--- Start The input ---
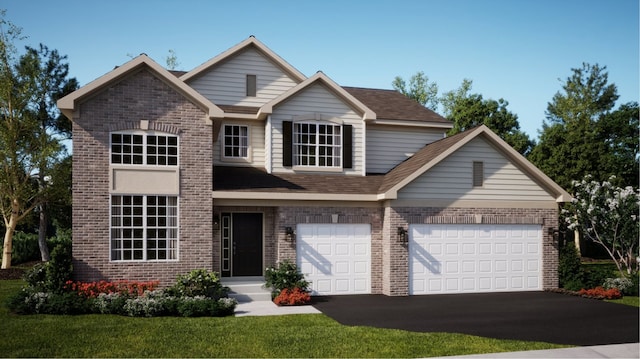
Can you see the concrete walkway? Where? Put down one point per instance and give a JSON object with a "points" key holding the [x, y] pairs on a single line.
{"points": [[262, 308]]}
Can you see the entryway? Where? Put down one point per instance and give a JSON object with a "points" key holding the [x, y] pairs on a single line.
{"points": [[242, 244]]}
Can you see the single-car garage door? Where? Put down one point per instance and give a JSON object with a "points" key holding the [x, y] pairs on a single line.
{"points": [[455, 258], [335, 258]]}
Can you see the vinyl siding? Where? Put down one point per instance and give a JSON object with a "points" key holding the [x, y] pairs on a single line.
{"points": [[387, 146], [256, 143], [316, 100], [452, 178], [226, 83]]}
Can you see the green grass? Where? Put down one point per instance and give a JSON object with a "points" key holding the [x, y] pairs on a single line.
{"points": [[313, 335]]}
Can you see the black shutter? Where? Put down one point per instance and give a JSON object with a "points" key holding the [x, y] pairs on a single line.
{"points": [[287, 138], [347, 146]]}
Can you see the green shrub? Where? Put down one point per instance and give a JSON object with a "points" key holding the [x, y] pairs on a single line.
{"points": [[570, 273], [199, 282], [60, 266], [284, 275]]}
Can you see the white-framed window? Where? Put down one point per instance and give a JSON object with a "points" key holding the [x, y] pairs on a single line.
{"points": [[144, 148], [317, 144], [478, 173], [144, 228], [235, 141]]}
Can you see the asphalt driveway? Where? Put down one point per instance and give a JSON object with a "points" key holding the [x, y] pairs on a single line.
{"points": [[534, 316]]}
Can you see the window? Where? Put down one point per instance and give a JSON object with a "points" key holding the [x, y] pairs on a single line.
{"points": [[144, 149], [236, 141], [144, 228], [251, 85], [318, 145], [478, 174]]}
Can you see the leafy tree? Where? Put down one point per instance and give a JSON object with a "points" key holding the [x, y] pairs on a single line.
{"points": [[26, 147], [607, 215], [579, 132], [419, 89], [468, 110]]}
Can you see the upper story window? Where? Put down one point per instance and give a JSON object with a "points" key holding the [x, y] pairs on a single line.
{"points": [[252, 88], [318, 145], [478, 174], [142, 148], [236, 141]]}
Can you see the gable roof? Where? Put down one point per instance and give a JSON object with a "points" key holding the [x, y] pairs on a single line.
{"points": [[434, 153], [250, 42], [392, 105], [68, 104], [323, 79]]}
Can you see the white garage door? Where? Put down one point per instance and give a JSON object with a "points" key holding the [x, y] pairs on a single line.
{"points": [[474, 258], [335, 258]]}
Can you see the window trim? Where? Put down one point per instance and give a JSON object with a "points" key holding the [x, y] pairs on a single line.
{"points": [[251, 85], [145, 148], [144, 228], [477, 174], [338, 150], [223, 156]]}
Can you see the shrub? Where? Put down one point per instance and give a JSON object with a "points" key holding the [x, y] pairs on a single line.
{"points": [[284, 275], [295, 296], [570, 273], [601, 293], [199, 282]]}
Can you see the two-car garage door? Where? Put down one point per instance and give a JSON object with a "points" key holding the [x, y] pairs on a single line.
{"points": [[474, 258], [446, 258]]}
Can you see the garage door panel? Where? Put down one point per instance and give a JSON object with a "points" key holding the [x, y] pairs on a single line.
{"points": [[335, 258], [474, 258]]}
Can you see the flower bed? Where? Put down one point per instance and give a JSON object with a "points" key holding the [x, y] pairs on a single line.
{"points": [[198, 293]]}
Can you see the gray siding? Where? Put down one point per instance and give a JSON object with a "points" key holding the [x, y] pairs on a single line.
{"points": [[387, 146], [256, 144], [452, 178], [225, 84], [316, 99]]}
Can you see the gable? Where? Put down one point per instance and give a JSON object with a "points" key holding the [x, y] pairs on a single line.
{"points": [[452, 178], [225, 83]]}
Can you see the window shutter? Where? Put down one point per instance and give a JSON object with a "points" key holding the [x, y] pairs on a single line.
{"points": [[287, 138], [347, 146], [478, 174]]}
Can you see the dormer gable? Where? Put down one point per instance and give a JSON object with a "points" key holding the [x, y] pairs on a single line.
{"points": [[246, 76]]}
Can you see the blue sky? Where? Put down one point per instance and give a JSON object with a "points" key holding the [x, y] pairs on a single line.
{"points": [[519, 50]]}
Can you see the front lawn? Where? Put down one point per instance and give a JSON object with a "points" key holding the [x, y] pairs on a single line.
--- End The input ---
• [What to do] Copy the material from the line with "Can you see the dormer" through the end of the material, keeping the requests word for word. Scale every point coordinate in the answers by 2.05, rounding to whole numbers with halves rounded up.

• [Correct output]
Can you see the dormer gable? Where? Put down one point per instance and give a JSON object with a "points" key holding the [x, y] pairs on a single line.
{"points": [[504, 156]]}
Can you see the blue sky? Where? Put down one point per instance and give a JSON object with a "points" key holding the [x, y] pairs on a single line.
{"points": [[1064, 103]]}
Can you see the front lawn? Where? Put down one point per instance and give a JSON object with a "points" key holding the [x, y] pairs on a single line.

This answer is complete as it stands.